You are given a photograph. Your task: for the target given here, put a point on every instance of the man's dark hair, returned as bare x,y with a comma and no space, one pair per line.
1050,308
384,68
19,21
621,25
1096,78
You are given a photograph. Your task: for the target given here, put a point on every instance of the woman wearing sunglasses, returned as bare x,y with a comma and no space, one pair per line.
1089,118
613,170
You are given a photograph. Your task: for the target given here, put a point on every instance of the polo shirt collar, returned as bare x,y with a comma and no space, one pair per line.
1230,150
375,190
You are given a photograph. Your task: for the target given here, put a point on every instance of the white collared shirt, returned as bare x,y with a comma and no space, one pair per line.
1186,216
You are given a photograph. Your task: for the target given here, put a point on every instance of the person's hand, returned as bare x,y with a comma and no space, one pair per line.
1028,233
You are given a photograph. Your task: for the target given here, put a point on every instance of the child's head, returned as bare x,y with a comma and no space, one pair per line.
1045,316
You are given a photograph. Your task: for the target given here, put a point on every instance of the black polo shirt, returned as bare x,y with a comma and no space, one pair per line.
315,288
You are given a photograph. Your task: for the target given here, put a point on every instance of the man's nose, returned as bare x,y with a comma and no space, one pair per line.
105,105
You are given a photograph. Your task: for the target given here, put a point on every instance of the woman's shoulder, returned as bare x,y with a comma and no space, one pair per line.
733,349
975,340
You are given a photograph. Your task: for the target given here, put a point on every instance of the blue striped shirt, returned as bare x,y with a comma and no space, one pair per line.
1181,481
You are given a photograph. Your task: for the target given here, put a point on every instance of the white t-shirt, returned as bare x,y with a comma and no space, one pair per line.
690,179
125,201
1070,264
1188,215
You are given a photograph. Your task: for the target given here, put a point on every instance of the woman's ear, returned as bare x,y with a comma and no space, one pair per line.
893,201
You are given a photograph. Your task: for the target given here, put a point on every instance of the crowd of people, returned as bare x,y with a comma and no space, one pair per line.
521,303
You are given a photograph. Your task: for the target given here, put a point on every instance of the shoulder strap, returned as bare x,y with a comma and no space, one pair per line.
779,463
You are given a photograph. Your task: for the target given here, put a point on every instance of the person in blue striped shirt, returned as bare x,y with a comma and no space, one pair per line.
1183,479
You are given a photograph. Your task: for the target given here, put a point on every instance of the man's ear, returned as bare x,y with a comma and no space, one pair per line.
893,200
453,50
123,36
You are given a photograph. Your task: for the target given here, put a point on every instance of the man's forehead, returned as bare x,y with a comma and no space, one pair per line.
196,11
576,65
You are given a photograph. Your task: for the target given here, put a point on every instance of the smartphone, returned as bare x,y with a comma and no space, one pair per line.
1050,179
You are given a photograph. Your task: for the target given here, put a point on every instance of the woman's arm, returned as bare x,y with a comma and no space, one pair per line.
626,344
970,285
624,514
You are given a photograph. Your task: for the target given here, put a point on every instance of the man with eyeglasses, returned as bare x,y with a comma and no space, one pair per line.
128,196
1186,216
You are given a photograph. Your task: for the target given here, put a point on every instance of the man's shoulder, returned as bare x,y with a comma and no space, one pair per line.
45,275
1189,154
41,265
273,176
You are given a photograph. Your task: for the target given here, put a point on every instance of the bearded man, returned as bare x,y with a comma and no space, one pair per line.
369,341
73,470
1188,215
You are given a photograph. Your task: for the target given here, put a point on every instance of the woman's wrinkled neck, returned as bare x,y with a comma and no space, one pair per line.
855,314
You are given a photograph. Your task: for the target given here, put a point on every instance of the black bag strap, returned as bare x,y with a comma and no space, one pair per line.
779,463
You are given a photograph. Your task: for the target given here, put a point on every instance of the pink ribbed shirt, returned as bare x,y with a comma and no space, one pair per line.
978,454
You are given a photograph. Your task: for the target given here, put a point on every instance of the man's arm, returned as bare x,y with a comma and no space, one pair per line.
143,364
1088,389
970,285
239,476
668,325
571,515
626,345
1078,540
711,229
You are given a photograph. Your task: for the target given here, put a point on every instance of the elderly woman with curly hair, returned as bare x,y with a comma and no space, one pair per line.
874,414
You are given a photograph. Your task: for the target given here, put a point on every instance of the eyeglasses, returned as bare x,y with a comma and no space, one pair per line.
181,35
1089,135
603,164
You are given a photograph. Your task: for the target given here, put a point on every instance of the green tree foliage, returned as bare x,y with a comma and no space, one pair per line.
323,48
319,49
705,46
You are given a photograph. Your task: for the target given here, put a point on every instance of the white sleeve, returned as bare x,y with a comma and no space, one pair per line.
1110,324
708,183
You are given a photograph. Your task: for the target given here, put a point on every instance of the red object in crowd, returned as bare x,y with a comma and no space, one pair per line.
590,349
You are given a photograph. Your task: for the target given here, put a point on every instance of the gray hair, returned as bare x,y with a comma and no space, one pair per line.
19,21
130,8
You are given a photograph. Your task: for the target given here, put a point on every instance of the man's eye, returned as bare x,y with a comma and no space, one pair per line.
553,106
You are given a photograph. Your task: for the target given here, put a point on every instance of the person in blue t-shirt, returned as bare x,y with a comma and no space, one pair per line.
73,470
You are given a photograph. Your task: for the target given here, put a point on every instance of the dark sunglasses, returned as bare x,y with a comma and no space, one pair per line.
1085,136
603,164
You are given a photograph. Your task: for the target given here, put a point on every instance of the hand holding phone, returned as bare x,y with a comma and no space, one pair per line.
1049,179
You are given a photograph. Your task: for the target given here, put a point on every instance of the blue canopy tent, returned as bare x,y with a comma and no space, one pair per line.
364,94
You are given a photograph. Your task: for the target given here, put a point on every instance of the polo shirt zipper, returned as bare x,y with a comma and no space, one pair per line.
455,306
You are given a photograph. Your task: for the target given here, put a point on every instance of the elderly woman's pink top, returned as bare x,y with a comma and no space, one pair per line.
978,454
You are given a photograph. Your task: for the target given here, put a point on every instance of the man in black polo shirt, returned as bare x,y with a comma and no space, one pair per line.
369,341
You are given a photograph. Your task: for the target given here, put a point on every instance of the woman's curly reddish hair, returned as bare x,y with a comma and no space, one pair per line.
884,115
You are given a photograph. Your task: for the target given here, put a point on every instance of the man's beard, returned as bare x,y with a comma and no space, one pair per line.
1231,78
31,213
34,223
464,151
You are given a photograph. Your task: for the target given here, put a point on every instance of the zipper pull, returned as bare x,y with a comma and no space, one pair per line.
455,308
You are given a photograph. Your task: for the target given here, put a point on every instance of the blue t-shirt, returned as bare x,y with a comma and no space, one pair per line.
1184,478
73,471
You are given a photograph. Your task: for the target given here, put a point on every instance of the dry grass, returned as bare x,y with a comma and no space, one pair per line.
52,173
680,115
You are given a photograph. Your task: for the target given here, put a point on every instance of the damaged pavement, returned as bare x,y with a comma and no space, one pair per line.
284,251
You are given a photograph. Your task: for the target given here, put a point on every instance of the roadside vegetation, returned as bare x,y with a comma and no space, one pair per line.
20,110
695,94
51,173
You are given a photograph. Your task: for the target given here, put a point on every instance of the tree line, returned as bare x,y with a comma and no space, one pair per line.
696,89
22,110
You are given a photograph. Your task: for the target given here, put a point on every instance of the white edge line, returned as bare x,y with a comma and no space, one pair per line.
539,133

—————

__PROBLEM STATEMENT__. All lines from the one that contains "the woman's curly" through the end of the listing above should be copied exactly, with nothing else.

__SOLUTION FOR THIS EXERCISE__.
You are given a photograph. Your task: for the target given here, put a point on every instance of the woman's curly reddish hair, returned as bare x,y with a comma and no space, one pair per line.
884,115
You are given a photograph. Your task: for the target given here, put a point on every instance of the man's beard, returned as bare x,y with a comma and no space, one pair per line.
1231,78
31,213
34,223
464,151
You are given a photograph. Your task: for the target given here, put a point on every instance of the zipper pull, returned as bare x,y with a comma and no space, one pair per line.
455,308
You are given a photograph. Your task: for the target given here, put a point on every instance of the blue t-shirt, returned as bare x,y with a comma and no space, one pair per line.
1184,478
73,471
You are given a photograph. Your task: for the target given here, put a point on every instance of the dry grass, returned as bare x,y with a comma and no space, one pair per line.
52,173
680,115
You are given a photograph. Your task: for the target given here, put a point on every instance of the damaged pavement, returned as bare x,y with a comma and no space, one pair per line.
284,251
You are given a photograph. Your task: for the target given here, put a point on every instance of the roadside vegetation, returned as bare x,y with a comma and no space, one pair per line.
20,110
695,94
51,173
You are given a photograph. Your task: for the target given here, put a point on every instance of the tree line, returned as bare x,y with a comma and no space, one pair per line.
696,89
22,110
You are given a photograph. Your task: for the target given here, put a point on every instance of the white edge line, returned as bare x,y with a comma and no space, one pair per line.
539,133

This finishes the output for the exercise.